Bad Edits —

Wikipedia editors, locked in battle with PR firm, delete 250 accounts

Investigation follows reports that Wiki-PR scored Viacom, Priceline as clients.

Wikipedia founder Jimmy Wales.
Wikipedia founder Jimmy Wales.

Wikipedia editors have disabled hundreds of paid Wikipedia editing accounts in recent weeks as part of a campaign against so-called "sockpuppetry."

The efforts were described in a statement published this morning by the Wikimedia Foundation, in which director Sue Gardner acknowledged that "as many as several hundred" accounts belong to editors who are being paid to promote products or services on the site. That's a violation of Wikipedia policies and terms of use, Gardner noted. "As a result, Wikipedians aiming to protect the projects against non-neutral editing have blocked or banned more than 250 user accounts," continued Gardner. "The Wikimedia Foundation takes this issue seriously and has been following it closely."

The statement follows reports earlier this month in the The Daily Dot and last week in ViceThe stories describe the increasing amounts of money flowing toward paid editing of English-language Wikipedia pages. According to both articles, Wikipedia editors attribute the growth in paid edits to a company called Wiki-PR.

The Daily Dot interviewed four Wiki-PR clients who said they paid between $500 and $1,000 to have articles written and then $50 a month for ongoing "page management" services. For its article, Vice spoke to a college dean who paid $1,500 for a profile to be written—and then was asked to pay another $800 for 30 days of "media relations efforts" when the page kept getting deleted.

**STORED DATA**:
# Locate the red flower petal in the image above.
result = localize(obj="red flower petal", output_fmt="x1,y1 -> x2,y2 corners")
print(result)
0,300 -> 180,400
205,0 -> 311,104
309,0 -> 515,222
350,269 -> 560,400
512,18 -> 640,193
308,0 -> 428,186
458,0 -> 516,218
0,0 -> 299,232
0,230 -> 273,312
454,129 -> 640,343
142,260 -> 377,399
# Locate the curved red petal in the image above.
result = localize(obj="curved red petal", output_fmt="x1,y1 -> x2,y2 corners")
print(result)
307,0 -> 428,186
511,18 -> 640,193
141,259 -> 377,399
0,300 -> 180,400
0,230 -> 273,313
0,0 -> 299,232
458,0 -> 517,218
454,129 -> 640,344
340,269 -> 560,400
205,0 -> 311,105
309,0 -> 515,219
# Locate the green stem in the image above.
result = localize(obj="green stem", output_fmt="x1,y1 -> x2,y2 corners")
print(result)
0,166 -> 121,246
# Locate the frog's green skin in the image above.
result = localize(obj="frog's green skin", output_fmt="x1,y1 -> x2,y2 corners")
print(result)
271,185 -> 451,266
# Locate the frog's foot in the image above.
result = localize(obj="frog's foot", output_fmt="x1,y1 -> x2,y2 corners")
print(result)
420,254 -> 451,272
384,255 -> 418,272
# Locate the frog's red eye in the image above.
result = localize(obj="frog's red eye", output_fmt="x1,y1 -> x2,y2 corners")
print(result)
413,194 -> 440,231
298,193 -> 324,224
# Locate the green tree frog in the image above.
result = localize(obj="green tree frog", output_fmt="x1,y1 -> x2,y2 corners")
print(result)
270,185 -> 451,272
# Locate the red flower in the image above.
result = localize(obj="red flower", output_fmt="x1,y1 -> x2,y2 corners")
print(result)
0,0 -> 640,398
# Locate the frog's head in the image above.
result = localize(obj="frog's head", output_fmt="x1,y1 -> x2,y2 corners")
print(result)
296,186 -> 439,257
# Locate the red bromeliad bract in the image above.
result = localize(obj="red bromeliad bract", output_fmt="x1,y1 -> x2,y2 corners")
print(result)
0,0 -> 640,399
==
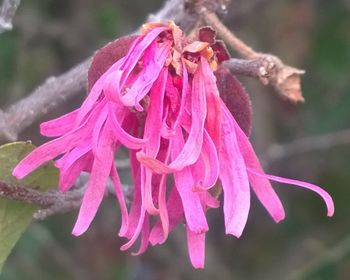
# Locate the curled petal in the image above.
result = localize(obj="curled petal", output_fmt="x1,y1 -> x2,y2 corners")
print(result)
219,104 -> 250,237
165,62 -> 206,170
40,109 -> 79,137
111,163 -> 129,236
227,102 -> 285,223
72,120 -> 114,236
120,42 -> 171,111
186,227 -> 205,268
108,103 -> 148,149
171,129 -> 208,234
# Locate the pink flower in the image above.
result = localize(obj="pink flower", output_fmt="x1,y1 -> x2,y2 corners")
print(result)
...
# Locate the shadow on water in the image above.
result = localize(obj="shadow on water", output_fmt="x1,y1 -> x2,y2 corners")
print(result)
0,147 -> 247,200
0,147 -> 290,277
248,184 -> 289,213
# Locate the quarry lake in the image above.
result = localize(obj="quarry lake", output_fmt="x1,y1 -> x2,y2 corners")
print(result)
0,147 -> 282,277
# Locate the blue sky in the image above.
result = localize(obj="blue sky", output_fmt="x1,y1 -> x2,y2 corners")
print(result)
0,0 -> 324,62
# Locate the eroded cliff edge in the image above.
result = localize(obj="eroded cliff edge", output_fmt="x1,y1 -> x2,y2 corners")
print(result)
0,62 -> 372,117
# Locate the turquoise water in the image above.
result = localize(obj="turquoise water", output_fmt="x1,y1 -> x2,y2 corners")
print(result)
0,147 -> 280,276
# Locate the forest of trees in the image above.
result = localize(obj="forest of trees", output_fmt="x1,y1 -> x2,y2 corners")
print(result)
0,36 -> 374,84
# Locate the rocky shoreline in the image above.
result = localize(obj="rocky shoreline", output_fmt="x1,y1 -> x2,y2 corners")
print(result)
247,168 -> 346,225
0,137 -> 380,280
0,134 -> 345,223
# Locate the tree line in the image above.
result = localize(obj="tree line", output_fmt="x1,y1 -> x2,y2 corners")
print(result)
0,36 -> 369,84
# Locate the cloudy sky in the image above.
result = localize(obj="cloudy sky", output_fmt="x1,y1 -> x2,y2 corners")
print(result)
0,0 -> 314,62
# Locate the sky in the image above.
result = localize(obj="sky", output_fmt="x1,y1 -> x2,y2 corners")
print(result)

**TASK BRIEF**: Can you repeat the article above on Wikipedia's paid-editing crackdown, word for word, from "The efforts were" to "company called Wiki-PR."?

**CORRECT OUTPUT**:
The efforts were described in a statement published this morning by the Wikimedia Foundation, in which director Sue Gardner acknowledged that "as many as several hundred" accounts belong to editors who are being paid to promote products or services on the site. That's a violation of Wikipedia policies and terms of use, Gardner noted. "As a result, Wikipedians aiming to protect the projects against non-neutral editing have blocked or banned more than 250 user accounts," continued Gardner. "The Wikimedia Foundation takes this issue seriously and has been following it closely."

The statement follows reports earlier this month in the The Daily Dot and last week in ViceThe stories describe the increasing amounts of money flowing toward paid editing of English-language Wikipedia pages. According to both articles, Wikipedia editors attribute the growth in paid edits to a company called Wiki-PR.